[Data excerpts]:

########################################

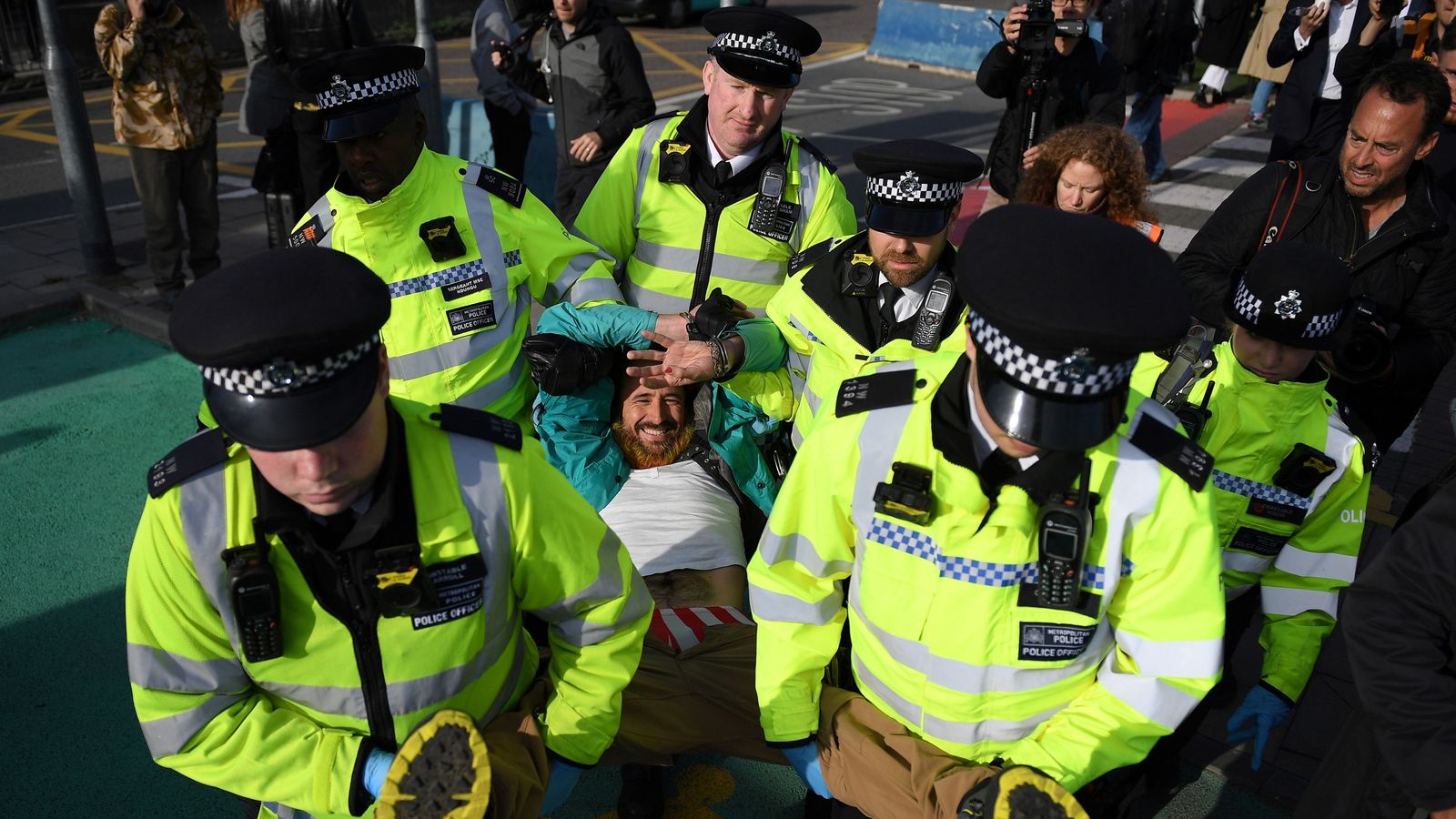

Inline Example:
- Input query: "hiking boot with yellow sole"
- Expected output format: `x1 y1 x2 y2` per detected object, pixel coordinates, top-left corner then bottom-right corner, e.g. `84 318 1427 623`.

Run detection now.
374 710 490 819
956 765 1087 819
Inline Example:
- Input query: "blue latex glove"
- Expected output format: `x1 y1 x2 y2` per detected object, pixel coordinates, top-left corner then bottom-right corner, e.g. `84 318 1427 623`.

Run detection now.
781 739 833 799
541 756 585 816
1226 685 1290 771
364 748 395 799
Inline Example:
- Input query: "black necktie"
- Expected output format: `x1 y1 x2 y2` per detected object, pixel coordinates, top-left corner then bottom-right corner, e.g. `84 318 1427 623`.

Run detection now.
976 449 1021 500
879 281 901 344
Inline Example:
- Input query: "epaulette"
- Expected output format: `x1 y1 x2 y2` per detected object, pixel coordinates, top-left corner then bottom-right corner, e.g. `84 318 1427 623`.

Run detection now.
834 369 915 419
431 404 521 451
794 134 839 174
632 111 684 131
147 427 228 497
464 165 526 207
1127 410 1213 492
789 236 844 274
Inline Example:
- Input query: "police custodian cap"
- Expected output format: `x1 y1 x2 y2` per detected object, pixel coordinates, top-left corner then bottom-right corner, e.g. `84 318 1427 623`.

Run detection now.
703 5 823 87
293 46 425 143
169 247 389 451
956 204 1191 450
854 140 986 236
1225 242 1350 349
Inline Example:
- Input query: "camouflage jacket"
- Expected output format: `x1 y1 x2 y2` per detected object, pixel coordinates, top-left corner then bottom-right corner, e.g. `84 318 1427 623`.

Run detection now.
93 3 223 150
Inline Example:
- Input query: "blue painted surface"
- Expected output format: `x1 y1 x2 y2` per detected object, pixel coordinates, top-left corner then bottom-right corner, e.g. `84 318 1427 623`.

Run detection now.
440 96 556 207
869 0 1102 73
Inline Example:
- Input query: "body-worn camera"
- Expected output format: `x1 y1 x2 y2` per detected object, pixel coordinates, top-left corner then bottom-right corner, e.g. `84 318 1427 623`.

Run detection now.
1334 298 1390 380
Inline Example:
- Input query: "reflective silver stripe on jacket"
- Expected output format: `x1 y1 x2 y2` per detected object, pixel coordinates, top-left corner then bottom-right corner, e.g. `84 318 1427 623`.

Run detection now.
264 802 313 819
622 278 692 315
158 436 521 743
450 434 526 724
389 165 518 380
632 116 677 230
530 529 652 645
389 283 531 389
632 239 784 284
306 194 333 249
850 652 1061 744
784 140 820 248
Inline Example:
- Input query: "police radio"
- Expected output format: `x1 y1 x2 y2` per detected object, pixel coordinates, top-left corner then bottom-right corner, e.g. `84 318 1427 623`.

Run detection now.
1036 459 1092 609
910 276 956 349
748 165 799 242
223 540 282 663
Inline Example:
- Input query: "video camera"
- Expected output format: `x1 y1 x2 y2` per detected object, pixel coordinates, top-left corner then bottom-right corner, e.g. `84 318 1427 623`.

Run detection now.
1016 0 1087 56
1016 0 1087 153
1332 296 1392 382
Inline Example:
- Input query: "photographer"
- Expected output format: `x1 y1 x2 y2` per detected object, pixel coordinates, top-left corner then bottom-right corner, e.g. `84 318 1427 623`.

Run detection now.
976 0 1124 205
1178 60 1456 448
490 0 655 228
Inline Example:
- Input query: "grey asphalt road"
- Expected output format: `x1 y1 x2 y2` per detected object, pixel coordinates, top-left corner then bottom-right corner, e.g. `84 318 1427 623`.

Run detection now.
0 0 1000 228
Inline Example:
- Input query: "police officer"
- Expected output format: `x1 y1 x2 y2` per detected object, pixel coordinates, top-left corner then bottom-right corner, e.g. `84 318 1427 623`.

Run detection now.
1133 242 1370 794
289 46 622 422
748 206 1223 817
126 248 652 817
573 7 854 317
740 140 985 446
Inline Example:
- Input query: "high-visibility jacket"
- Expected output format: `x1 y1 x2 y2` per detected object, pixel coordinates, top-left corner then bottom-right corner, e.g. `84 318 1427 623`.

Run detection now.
1133 342 1370 701
572 97 854 317
741 232 966 448
748 353 1223 790
126 399 652 817
289 148 622 422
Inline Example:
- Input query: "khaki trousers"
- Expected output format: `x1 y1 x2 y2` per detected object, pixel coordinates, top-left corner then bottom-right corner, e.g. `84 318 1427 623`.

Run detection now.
602 623 788 765
818 685 997 819
480 673 551 816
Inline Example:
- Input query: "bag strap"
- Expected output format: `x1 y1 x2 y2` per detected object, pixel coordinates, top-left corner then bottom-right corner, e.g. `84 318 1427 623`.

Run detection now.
1255 159 1305 249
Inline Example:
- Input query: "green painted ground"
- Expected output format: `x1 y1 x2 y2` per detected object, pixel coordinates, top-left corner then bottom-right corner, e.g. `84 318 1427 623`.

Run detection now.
0 320 1283 819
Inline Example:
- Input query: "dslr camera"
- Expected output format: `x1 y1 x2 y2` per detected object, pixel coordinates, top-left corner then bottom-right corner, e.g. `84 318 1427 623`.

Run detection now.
1332 296 1390 382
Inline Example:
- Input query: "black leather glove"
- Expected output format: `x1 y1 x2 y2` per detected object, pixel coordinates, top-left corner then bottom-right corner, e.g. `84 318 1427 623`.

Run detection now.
521 332 616 395
687 287 738 341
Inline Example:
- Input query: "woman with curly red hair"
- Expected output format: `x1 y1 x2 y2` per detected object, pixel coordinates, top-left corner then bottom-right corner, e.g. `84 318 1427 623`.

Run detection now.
1016 124 1163 242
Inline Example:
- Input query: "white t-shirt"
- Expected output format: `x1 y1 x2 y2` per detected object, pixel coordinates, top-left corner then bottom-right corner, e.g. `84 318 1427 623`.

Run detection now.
602 459 747 574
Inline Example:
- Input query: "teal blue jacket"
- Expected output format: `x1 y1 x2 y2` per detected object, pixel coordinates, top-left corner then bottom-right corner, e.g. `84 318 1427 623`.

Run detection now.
533 301 781 514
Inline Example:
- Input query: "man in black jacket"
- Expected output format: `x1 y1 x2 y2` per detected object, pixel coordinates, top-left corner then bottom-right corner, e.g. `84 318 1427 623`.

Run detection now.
1267 0 1370 162
506 0 657 228
1321 471 1456 819
1178 60 1456 448
264 0 374 207
976 0 1124 202
1102 0 1198 184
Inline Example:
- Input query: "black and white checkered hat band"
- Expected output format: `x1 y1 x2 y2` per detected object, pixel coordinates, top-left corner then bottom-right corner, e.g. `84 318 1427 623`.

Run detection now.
1233 278 1264 324
864 177 966 204
1299 310 1345 339
318 68 420 111
709 34 799 66
198 339 379 395
970 310 1138 398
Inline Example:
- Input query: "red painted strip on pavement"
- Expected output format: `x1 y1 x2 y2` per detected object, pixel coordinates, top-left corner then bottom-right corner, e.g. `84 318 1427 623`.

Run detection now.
951 99 1228 247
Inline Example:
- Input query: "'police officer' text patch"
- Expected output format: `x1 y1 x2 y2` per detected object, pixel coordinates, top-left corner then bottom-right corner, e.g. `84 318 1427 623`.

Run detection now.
410 555 485 631
1021 622 1097 662
446 301 495 335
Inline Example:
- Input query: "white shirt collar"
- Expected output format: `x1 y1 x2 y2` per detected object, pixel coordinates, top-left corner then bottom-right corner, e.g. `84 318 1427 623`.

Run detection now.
708 128 763 177
875 269 935 320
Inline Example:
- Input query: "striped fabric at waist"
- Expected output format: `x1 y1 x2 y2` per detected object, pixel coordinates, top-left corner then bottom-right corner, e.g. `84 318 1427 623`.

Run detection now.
648 606 753 652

########################################

[Requirement]: Copy all of these lines again, changing each "Inline Example" to "Worked Example" and keeping everything else the same, and omit the pictures.

[Task output]:
Worked Example:
- Input query: "hiking boot with yellow sole"
- Expected output format: `x1 y1 x2 y2` per detected object, pixel coordinates, top-left corner then bottom-right corner, e.g. `84 318 1427 623`.

Run detection now.
374 710 490 819
956 765 1087 819
Worked Example:
- Input query: "blue latex glove"
- Expected output format: `x1 y1 x2 y2` per detected object, pixel coordinates, top-left corner then bottom-right corner, e.g. `84 318 1427 623`.

Run detection now.
781 739 833 799
541 756 585 816
1226 685 1290 771
364 748 395 799
Worked Example:
- Input query: "black necktie"
- Expected output format: `x1 y1 x2 y2` per detected object, pixel coordinates, top-left corner then bottom-right corner, e.g. `84 318 1427 623`.

Run detection now.
976 449 1021 500
879 281 901 344
Worked Example:
- Input query: "epaulette"
- Expected output format: `x1 y1 x2 y2` per detected object, pixel coordinates, top-left corner then bottom-right corner, e.g. `84 318 1427 623`.

Run detection now.
834 369 915 419
431 404 521 451
794 134 839 174
632 111 684 131
147 427 228 497
464 165 526 207
1127 410 1213 492
789 236 844 274
Worked Example:
- Input query: "police custodian cap"
- Expected output format: `x1 y1 x2 y2` per detected object, pixel coordinates, top-left corner then bottom-right corner, e.g. `84 318 1427 623`.

Run detection now.
703 5 823 87
293 46 425 143
169 247 389 451
956 204 1191 450
854 140 986 236
1225 242 1350 349
Worked Example:
- Input query: "camouflage jacket"
- Expected output format: `x1 y1 x2 y2` per detected object, pixel coordinates, top-left corner then bottom-right corner, e.g. `84 318 1427 623`.

Run detection now.
93 3 223 150
Worked Example:
- Input query: "blue painted surface"
- Expected output format: `x1 y1 x2 y2` per detected object, pixel coordinates, top-left corner then bottom-right corner, e.g. `84 318 1427 623`.

Run detection now.
440 96 556 207
869 0 1102 73
Worked Example:
- Input query: "body-worn camera"
- Expected output format: `x1 y1 x2 y2` per detected object, pixel coordinates, top-left corner then bottom-right corner, e.g. `84 318 1427 623`.

Run detection now.
1334 298 1390 380
Worked Example:
- Input query: "reflective silver stripe on jacket"
- Expected output format: `x1 y1 x2 y2` per detected object, pixel coordinates, top-left corner then bottom-right corner, e.g. `84 318 1427 623`.

Run detection now.
264 802 313 819
622 278 692 315
158 436 521 743
450 434 526 724
389 165 518 380
632 116 677 230
530 529 652 645
389 283 531 389
632 239 784 284
306 194 333 249
850 652 1061 744
784 140 820 248
Worked Example:
- Input query: "police radio"
- Expected output format: `x1 y1 x2 y2` per detected object, pixel coordinates, top-left corner then bottom-right corner, e.g. `84 318 1427 623`.

Run detection now.
1036 459 1092 609
910 276 956 349
748 165 799 242
223 540 282 663
Worked Example:
- Input query: "video camera"
- Expected output format: `x1 y1 x2 y2` per detected object, pixel coordinates, top-left corner then bottom-right corner, e.g. `84 318 1427 623`.

Run detection now.
1016 0 1087 56
1016 0 1087 153
1332 296 1392 382
Worked Example:
- Input query: "photographer"
- Expected output format: `x1 y1 x2 y2` per detected object, pixel coordinates, top-left corner then bottom-right corner, e.g. `84 318 1427 623`.

Run detection now.
976 0 1124 205
1178 60 1456 448
490 0 655 228
Worked Example:
- Input query: "grey asphalt road"
- Expected output format: `x1 y1 x2 y2` per detected object, pixel coordinates, top-left corner then bottom-right corner, e.g. `84 318 1427 623`.

Run detection now.
0 0 1000 228
Worked Example:
- Input query: "police officer"
- Expected output format: `x1 y1 x2 y2` per detected object, pixel coordinates, top-left corner then bottom-right corner, e.g. `84 318 1427 623`.

Run detection now.
1133 242 1370 794
289 46 622 422
748 206 1223 817
126 248 652 817
573 7 854 317
740 140 985 446
Worked Example:
- Input query: "high-visibility jacket"
- Expected output format: `x1 y1 x2 y2` per detected object, pixel coordinates, top-left corner then bottom-right corner, e.g. `84 318 1427 623`.

Run detection now.
1133 342 1370 701
572 97 854 317
741 232 966 448
748 353 1223 790
126 399 652 817
289 148 622 422
Worked Example:
- Input query: "khaki trousers"
- Expected output format: `x1 y1 x2 y2` per detected object, pixel coordinates, top-left corner then bottom-right corner, e.g. `84 318 1427 623`.

Run detection now.
602 623 788 765
818 685 997 819
480 673 551 816
Worked Example:
- Input query: "bag strap"
- Expected output format: `x1 y1 x2 y2` per detected object, pixel coordinates, top-left corner then bottom-right corner, e.g. `84 318 1427 623`.

Run detection now.
1255 159 1305 249
Worked Example:
- Input query: "green painted ground"
- Expected output format: `x1 y1 x2 y2` per detected object, pixel coordinates, top-left corner then bottom-right corner, e.g. `84 318 1427 623`.

Run detection now.
0 320 1283 819
Worked Example:
- Input query: "dslr camera"
- Expected output format: `x1 y1 x2 y2` per detected object, pixel coordinates, top-left corner then bottom-right corner, e.g. `84 318 1427 623`.

Run detection now.
1332 296 1390 382
Worked Example:
- Input query: "black leather glove"
- Expected output format: `x1 y1 x2 y2` per detected object, pixel coordinates, top-left corner then bottom-right corner, e.g. `84 318 1427 623`.

Run detection now.
521 332 616 395
687 287 738 341
Worked Example:
- Input query: "woman with curly red hair"
- Expected output format: `x1 y1 x2 y2` per detected object, pixel coordinates, top-left corner then bottom-right corner, e.g. `84 318 1427 623`.

Run detection now.
1016 124 1163 242
Worked Example:
- Input query: "white t-shirt"
- Expected output format: `x1 y1 x2 y2` per detected object, pixel coordinates, top-left corner then bottom-right corner, e.g. `84 318 1427 623`.

Run detection now.
602 459 747 574
Worked Example:
- Input query: "teal blue jacket"
- Expected output format: `x1 y1 x2 y2` per detected object, pixel coordinates, top-left corner then bottom-right corner, e.g. `84 318 1427 623`.

Run detection now.
533 301 781 514
Worked Example:
- Input query: "man in black jacket"
- Expected output format: `x1 y1 x2 y2` per detected object, pixel coordinates, top-left corner then bottom-right corner, e.g. `84 318 1427 623`.

Run detection now.
1267 0 1370 162
506 0 657 228
1321 471 1456 819
1178 60 1456 448
264 0 374 207
976 0 1124 202
1102 0 1198 184
Worked Example:
- Input query: "black and white checkered hat band"
- Expected output format: `x1 y1 x2 y2` per detected object, pixel coordinates, top-left corner then bottom-right corner, e.g. `84 318 1427 623`.

Run detection now.
1233 278 1264 324
864 177 966 204
1299 310 1345 339
318 68 420 111
709 34 799 66
198 339 379 395
970 310 1138 398
Worked Example:
- Input query: "red painted strip on pavement"
- Expected output format: `x1 y1 x2 y2` per detected object, pixel coordinates, top-left corner then bottom-right corner, e.g. `84 318 1427 623`.

Run detection now.
951 99 1228 247
Worked Example:
- Input query: "'police officer' text patch"
- Expected output format: `x1 y1 x2 y2` per detected object, pixel coordinates, top-left corner then bottom-right corner, e.g. `84 318 1427 623`.

Run detection now.
410 555 485 631
1021 622 1097 662
446 301 495 335
Worked Example:
- Input query: "white shirt collar"
- Expected output format: `x1 y1 x2 y2` per detected object, pixel coordinates, top-left corner then bottom-right corner, e.g. `84 318 1427 623`.

Run detection now.
708 128 763 177
875 269 935 320
Worked Example:
- Input query: "striped fabric at waist"
- Expected output format: `x1 y1 x2 y2` per detected object, pixel coordinates, top-left corner then bottom-right corner, e.g. `84 318 1427 623`.

Run detection now.
648 606 753 652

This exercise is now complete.